------ Extracted records
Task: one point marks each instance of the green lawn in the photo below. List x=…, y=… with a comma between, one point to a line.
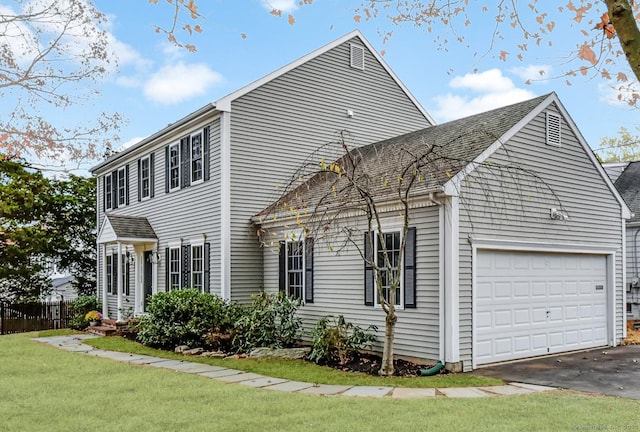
x=299, y=370
x=48, y=389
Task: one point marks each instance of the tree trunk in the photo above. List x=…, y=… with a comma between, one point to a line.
x=386, y=369
x=626, y=27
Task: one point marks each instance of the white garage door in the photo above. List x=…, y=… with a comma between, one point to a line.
x=529, y=304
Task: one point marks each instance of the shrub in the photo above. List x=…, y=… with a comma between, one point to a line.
x=184, y=317
x=337, y=340
x=270, y=321
x=79, y=309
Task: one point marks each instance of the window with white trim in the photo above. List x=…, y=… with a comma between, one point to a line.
x=296, y=268
x=108, y=189
x=387, y=259
x=196, y=157
x=122, y=187
x=197, y=267
x=145, y=177
x=174, y=166
x=174, y=268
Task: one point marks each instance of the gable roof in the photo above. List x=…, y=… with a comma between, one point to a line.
x=452, y=150
x=224, y=103
x=126, y=228
x=628, y=184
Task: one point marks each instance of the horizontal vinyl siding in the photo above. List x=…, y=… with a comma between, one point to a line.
x=516, y=207
x=179, y=215
x=275, y=127
x=339, y=289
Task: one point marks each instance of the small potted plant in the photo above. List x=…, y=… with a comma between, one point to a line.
x=94, y=317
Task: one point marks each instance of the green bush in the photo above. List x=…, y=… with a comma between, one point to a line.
x=185, y=317
x=79, y=308
x=337, y=340
x=270, y=321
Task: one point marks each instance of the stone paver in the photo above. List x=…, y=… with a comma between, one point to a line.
x=368, y=391
x=324, y=389
x=463, y=392
x=408, y=393
x=74, y=344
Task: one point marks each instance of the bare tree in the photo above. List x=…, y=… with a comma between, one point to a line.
x=52, y=54
x=328, y=200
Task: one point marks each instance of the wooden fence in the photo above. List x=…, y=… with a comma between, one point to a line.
x=26, y=317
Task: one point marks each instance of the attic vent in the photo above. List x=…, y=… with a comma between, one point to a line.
x=357, y=57
x=553, y=129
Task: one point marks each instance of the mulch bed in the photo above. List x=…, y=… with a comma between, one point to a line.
x=370, y=364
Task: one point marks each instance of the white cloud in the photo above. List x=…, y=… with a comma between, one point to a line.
x=179, y=82
x=282, y=5
x=533, y=73
x=475, y=93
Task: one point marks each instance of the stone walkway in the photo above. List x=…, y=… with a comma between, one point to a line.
x=74, y=344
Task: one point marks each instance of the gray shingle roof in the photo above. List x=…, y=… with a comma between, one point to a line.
x=438, y=152
x=131, y=227
x=628, y=185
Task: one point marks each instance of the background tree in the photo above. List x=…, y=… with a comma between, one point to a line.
x=44, y=222
x=624, y=147
x=52, y=53
x=339, y=203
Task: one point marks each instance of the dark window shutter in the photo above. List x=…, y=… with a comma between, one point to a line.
x=308, y=270
x=207, y=269
x=139, y=180
x=114, y=189
x=126, y=184
x=283, y=267
x=152, y=177
x=167, y=283
x=167, y=180
x=410, y=269
x=369, y=282
x=186, y=266
x=205, y=153
x=185, y=161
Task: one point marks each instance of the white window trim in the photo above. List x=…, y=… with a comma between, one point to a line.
x=121, y=171
x=291, y=237
x=177, y=145
x=197, y=242
x=201, y=133
x=175, y=245
x=142, y=159
x=388, y=229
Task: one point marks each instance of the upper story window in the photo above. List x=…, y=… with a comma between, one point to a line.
x=116, y=188
x=174, y=166
x=146, y=174
x=296, y=269
x=196, y=158
x=187, y=161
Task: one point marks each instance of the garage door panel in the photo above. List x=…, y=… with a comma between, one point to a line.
x=529, y=304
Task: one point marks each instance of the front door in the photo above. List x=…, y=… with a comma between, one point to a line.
x=147, y=280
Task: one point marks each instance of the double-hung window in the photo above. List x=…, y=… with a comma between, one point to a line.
x=108, y=192
x=174, y=166
x=122, y=186
x=387, y=259
x=197, y=266
x=296, y=269
x=174, y=268
x=196, y=157
x=384, y=251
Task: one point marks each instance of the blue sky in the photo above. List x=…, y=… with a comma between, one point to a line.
x=158, y=83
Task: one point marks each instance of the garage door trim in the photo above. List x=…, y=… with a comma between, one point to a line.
x=532, y=247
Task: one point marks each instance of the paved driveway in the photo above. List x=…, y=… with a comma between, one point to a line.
x=609, y=371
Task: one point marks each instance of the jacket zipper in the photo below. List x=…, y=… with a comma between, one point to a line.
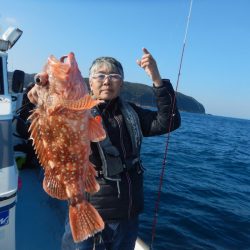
x=127, y=175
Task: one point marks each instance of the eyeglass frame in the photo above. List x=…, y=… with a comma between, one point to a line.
x=105, y=76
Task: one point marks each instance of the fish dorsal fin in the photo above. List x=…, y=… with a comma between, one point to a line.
x=96, y=131
x=87, y=102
------------
-- Goal of the exercise --
With the pictures set aside, copy each line above as written.

-- Finished exercise --
Task: one point marks each instance of the green lawn in the photo below. List x=…, y=… with a comma between, one point to a line.
x=299, y=370
x=48, y=389
Task: one point marks each instance of the tree trunk in the photo above. List x=…, y=… with a comma between, one point to a line.
x=386, y=369
x=626, y=27
Task: one point marks each instance of the white garage door in the photo above. List x=…, y=… with a comma between, one point to a line.
x=529, y=304
Task: one point marks each instance of the shrub in the photo above. List x=…, y=… with a comma between, one point to a line.
x=184, y=317
x=337, y=340
x=270, y=321
x=79, y=309
Task: one point marks each instance of the window with white trim in the photo above. List x=…, y=… with a comma between, one point to a line.
x=296, y=268
x=108, y=189
x=387, y=259
x=196, y=157
x=122, y=187
x=197, y=267
x=145, y=177
x=174, y=166
x=174, y=268
Task: one point marks each instance of the gable roof in the photo above. List x=…, y=… with a comma between, one point to a line.
x=452, y=150
x=224, y=103
x=126, y=228
x=628, y=184
Task: one point marks each instance of the horizontal vinyl siding in the photo above. List x=…, y=… with a comma between, one point to a line.
x=516, y=207
x=179, y=215
x=275, y=127
x=339, y=289
Task: one point marks each instance of the small potted plant in the photo above. List x=…, y=… with a comma between, one point to a line.
x=94, y=317
Task: one point marks each instance of the green bush in the photo above. List x=…, y=… with a comma between, one point to a line.
x=185, y=317
x=79, y=308
x=337, y=340
x=270, y=321
Task: one point marks each instance of the stone paver in the photo above. List x=…, y=… with a comma between, one point to a line.
x=368, y=391
x=324, y=389
x=463, y=392
x=408, y=393
x=74, y=344
Task: one point marks each instance of the bare tree in the photo above. List x=…, y=… with a comma between, one point to a line.
x=52, y=54
x=328, y=200
Task: one point marks each instance of the wooden fence in the photo above. List x=…, y=… with a comma between, one point to a line.
x=26, y=317
Task: one point marks each instance of the attic vent in the photo above. List x=…, y=… with a comma between, one point to a line.
x=357, y=57
x=553, y=129
Task: one point marks each instance of the mulch bed in the photo above. List x=…, y=… with a comma between, one point to a line.
x=370, y=364
Task: one point marks each instance of the white cloud in the photo above. List x=…, y=… with a comma between, one point to a line.
x=179, y=82
x=282, y=5
x=533, y=73
x=475, y=93
Task: one point marks each instance of the stone walkway in the photo above. List x=…, y=… with a comma between, one point to a line.
x=74, y=344
Task: one point marks each instance of the gray shingle roof in the photo above. List x=…, y=… with a comma between, one point to a line.
x=438, y=152
x=131, y=227
x=628, y=185
Task: one point marks each instance of the background tree in the photo above. List x=…, y=… with a comma between, one point to a line.
x=44, y=222
x=624, y=147
x=52, y=53
x=339, y=203
Task: one point marks each instance of the dark window shutter in the photo above. List x=…, y=… with a comma between, one point to a line.
x=308, y=270
x=207, y=269
x=139, y=180
x=114, y=189
x=126, y=184
x=283, y=267
x=152, y=177
x=167, y=283
x=167, y=180
x=410, y=269
x=369, y=282
x=186, y=266
x=205, y=153
x=185, y=161
Task: one point marks each instance of the white window trim in the photo above. List x=…, y=… with a comma between, one point to a line.
x=121, y=171
x=291, y=237
x=177, y=145
x=197, y=242
x=201, y=133
x=175, y=245
x=142, y=159
x=388, y=229
Task: one point marks each instance of the upper story window in the photo above. List x=…, y=… with a comma between, one point to a line.
x=116, y=188
x=174, y=166
x=146, y=174
x=296, y=269
x=196, y=158
x=187, y=161
Task: one point marks each instance of the garage door panel in the photo above. List x=…, y=… with a comma between, one point to a line.
x=529, y=304
Task: one point marks each instance of the front door in the photo above. List x=…, y=… with a comma between, one point to a line.
x=147, y=280
Task: one point marks each instance of the double-hung window in the photo above. List x=…, y=… with a comma between, one point to a line.
x=108, y=192
x=174, y=166
x=122, y=186
x=387, y=259
x=197, y=266
x=296, y=269
x=174, y=268
x=196, y=157
x=384, y=251
Task: one point marks each instance of the blue sky in the photo above. List x=…, y=… with a comma between, one point to a line.
x=158, y=83
Task: one point marks each instance of the garage door trim in the photo above. List x=…, y=… with a comma between, one point to a line.
x=532, y=247
Task: one point marks each instance of the paved driveway in the photo above. List x=…, y=… with a comma between, one point to a line.
x=609, y=371
Task: one point marks each instance of the jacket zipper in the photo below. List x=…, y=… with a comma between, one point to a line.
x=127, y=175
Task: one point marks each instance of the eyeglass frame in the photo above. List x=…, y=… with a comma between, one point to a line.
x=105, y=76
Task: one point marks each instance of the fish dorsal fin in the photo above. List x=…, y=… with a comma between, one point to a line.
x=96, y=131
x=87, y=102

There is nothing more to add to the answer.